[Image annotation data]
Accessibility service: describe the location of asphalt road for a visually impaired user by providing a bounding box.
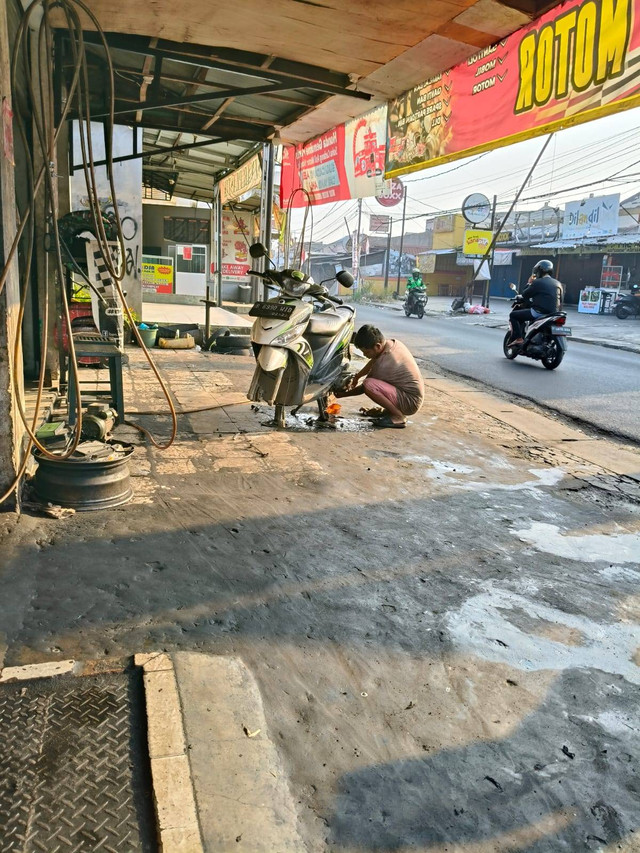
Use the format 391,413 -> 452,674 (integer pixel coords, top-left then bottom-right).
356,306 -> 640,441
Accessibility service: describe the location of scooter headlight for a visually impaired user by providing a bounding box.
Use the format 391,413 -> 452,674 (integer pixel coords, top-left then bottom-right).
272,320 -> 307,346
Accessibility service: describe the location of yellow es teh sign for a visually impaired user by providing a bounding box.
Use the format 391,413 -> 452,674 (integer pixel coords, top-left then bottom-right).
462,228 -> 493,258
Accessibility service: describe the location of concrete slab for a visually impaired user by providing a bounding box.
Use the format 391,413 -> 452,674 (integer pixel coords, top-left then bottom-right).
173,652 -> 306,853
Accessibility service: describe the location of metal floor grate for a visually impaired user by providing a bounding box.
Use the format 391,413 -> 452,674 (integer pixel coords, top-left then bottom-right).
0,673 -> 157,853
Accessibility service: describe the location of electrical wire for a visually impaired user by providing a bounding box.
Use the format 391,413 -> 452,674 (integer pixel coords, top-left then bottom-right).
0,0 -> 177,503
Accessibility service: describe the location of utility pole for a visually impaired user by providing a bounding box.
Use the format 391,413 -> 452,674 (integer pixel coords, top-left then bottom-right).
351,198 -> 362,290
482,195 -> 498,308
384,217 -> 393,293
396,184 -> 407,296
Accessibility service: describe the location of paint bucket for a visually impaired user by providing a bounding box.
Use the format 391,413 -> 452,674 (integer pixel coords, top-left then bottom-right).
138,328 -> 158,349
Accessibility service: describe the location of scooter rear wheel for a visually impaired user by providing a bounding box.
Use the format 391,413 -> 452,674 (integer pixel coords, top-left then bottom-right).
616,305 -> 631,320
542,341 -> 564,370
502,331 -> 519,361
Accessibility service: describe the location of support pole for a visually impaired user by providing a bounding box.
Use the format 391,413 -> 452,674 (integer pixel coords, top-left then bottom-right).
396,184 -> 407,296
478,133 -> 553,300
0,3 -> 24,505
353,198 -> 362,290
213,184 -> 222,307
258,142 -> 274,299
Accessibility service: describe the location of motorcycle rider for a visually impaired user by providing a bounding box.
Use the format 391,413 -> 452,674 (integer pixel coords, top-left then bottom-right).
407,267 -> 426,310
509,260 -> 562,346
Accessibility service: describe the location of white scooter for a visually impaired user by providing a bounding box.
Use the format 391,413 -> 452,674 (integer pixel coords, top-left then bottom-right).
247,243 -> 355,427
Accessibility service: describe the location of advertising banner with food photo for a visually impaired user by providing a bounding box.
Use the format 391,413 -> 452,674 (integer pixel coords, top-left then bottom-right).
222,210 -> 254,281
280,106 -> 387,209
142,255 -> 173,293
386,0 -> 640,178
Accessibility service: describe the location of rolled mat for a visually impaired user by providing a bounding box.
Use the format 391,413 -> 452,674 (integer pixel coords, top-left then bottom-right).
157,335 -> 196,349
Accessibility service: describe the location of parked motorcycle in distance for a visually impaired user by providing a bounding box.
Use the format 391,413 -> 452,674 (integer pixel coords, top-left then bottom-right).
613,284 -> 640,320
402,287 -> 429,320
502,284 -> 571,370
247,243 -> 355,427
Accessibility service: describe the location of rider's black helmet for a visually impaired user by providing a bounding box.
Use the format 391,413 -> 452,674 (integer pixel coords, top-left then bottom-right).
532,260 -> 553,278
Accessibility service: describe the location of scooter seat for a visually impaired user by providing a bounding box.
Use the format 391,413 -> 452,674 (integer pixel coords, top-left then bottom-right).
307,311 -> 347,337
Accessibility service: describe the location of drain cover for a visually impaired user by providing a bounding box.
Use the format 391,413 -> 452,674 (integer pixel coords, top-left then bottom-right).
0,673 -> 157,853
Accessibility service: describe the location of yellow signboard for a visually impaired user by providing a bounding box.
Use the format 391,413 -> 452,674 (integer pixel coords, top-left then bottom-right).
142,255 -> 173,293
462,228 -> 493,258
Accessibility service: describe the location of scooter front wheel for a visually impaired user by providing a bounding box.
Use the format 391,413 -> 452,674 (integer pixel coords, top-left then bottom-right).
502,331 -> 518,361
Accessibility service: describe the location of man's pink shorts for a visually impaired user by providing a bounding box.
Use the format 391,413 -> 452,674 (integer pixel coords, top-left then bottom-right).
363,377 -> 398,408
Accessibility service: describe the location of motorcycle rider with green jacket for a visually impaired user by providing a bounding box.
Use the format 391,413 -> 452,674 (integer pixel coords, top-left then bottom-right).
407,267 -> 427,308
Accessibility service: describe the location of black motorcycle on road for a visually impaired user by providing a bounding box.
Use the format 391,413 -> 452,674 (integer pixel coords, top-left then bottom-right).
502,284 -> 571,370
613,284 -> 640,320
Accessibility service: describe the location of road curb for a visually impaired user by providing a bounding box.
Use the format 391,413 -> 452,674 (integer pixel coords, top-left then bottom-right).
134,652 -> 204,853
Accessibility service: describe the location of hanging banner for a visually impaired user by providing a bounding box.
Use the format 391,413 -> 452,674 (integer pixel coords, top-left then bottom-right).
462,228 -> 493,258
220,154 -> 262,204
280,106 -> 387,210
386,0 -> 640,178
562,193 -> 620,239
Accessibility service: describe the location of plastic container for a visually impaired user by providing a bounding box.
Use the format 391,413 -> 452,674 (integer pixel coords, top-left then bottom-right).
238,284 -> 251,305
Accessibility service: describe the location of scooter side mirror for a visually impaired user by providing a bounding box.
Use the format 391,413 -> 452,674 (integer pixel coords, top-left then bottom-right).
336,270 -> 354,287
249,243 -> 267,258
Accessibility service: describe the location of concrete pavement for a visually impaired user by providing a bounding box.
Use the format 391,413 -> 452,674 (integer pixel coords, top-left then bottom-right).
0,342 -> 640,853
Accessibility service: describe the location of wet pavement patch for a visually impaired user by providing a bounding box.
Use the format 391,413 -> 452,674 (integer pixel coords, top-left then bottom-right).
0,673 -> 157,853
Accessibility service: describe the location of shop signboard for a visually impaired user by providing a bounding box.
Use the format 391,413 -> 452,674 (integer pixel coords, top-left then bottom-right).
222,210 -> 254,282
142,255 -> 173,293
562,193 -> 620,235
419,253 -> 438,275
220,154 -> 262,204
462,228 -> 493,258
369,213 -> 391,234
600,266 -> 622,290
376,178 -> 404,207
280,106 -> 387,209
578,287 -> 600,314
385,0 -> 640,178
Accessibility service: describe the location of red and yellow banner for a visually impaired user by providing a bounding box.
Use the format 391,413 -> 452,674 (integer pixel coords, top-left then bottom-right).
385,0 -> 640,178
280,107 -> 387,209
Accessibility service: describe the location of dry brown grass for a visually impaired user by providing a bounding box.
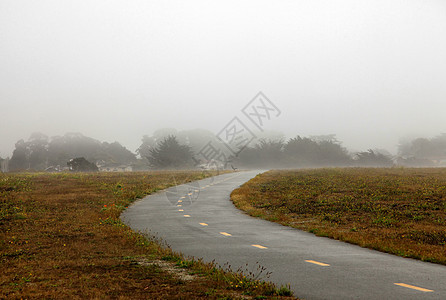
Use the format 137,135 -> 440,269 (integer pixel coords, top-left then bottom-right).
0,172 -> 294,299
231,168 -> 446,264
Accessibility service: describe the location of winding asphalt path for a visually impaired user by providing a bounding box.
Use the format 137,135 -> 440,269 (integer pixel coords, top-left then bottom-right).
121,171 -> 446,299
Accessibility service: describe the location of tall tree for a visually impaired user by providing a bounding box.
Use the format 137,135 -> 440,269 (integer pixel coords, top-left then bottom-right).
147,135 -> 193,169
9,140 -> 29,171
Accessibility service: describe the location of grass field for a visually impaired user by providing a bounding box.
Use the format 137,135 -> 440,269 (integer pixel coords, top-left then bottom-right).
0,172 -> 290,299
231,168 -> 446,264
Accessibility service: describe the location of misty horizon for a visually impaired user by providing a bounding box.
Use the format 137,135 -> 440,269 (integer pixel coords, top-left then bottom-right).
0,0 -> 446,158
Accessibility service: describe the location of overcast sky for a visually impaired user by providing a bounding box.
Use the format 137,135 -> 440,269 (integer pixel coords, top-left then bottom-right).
0,0 -> 446,157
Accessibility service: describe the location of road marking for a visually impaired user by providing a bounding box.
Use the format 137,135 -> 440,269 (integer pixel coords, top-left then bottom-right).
305,259 -> 330,267
394,283 -> 433,292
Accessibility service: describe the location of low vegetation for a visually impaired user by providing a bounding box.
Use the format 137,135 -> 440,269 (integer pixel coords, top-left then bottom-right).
0,172 -> 290,299
231,168 -> 446,264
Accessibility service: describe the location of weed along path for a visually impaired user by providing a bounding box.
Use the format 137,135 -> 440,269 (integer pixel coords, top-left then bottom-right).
122,171 -> 446,299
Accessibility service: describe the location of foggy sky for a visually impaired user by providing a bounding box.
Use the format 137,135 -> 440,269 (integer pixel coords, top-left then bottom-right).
0,0 -> 446,157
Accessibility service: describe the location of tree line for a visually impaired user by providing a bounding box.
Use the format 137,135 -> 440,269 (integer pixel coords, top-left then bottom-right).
5,129 -> 446,171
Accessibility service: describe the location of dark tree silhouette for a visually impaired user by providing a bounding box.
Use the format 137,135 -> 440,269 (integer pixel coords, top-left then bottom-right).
146,135 -> 193,169
356,149 -> 393,167
67,157 -> 99,172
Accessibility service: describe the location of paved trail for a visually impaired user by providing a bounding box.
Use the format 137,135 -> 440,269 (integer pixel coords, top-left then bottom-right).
122,171 -> 446,299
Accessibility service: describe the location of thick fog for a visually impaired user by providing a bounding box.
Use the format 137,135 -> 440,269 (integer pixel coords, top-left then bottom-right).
0,0 -> 446,157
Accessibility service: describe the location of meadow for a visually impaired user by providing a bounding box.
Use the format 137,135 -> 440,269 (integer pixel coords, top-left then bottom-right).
231,168 -> 446,265
0,171 -> 290,299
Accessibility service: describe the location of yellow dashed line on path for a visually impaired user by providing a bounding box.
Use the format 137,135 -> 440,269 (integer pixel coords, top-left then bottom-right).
251,245 -> 268,249
394,283 -> 433,292
305,259 -> 330,267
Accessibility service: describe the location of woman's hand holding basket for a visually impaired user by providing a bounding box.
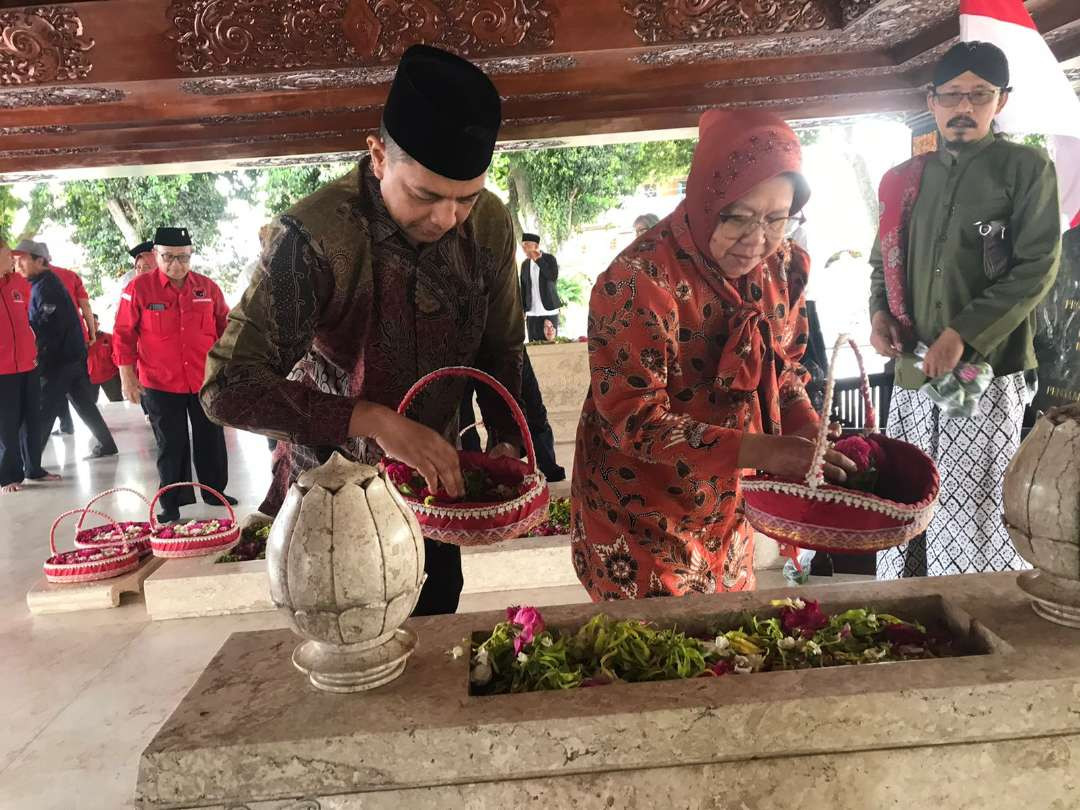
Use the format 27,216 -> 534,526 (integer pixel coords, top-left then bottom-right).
739,433 -> 856,484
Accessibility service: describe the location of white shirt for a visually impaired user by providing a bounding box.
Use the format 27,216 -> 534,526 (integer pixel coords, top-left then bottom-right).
525,259 -> 558,316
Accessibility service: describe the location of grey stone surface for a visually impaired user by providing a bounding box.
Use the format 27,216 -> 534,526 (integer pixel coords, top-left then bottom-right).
152,735 -> 1080,810
138,573 -> 1080,810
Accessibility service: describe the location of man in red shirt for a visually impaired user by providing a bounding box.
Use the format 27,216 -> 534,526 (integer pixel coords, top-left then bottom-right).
15,240 -> 117,460
112,228 -> 237,523
0,240 -> 60,494
15,240 -> 97,436
86,315 -> 124,402
120,242 -> 158,287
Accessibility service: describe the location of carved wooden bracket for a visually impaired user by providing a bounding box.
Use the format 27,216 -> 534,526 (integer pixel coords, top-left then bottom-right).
0,5 -> 94,86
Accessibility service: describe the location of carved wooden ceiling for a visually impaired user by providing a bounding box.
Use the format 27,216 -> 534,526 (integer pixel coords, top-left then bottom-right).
0,0 -> 1080,181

» Directions:
Set down exactly what runs from the line with "Accessibility service: describe the location of grey" to the last line of the data above, including both of those lines and no others.

» Correct response:
Accessibility service: describe the location of grey stone surface for a visually impaired user by providing a bounding box.
Use the format 27,216 -> 534,526 (integer pixel coords, top-left then bottom-right).
152,735 -> 1080,810
138,573 -> 1080,810
Accessibility service: describe the location of man in red shirt for a visually impaired user by providing a bounding box.
Use the format 27,216 -> 534,526 (integer pixel coords, top-left then bottom-right).
15,240 -> 117,460
112,228 -> 237,523
0,240 -> 60,494
15,240 -> 97,436
86,315 -> 124,402
120,242 -> 158,287
Accessibility service: describe the location of carved wooden bracket for a visually impaired user by providing a bounding box.
Use the format 27,216 -> 534,526 (integer pixel coords, top-left then bottom-right).
0,5 -> 94,86
Accessibility service: describe the location of carved wooden ceiling for a visually impaired user by providing a bounding box.
Use the format 27,216 -> 534,526 (integer pixel coords, top-left then bottom-right).
0,0 -> 1080,181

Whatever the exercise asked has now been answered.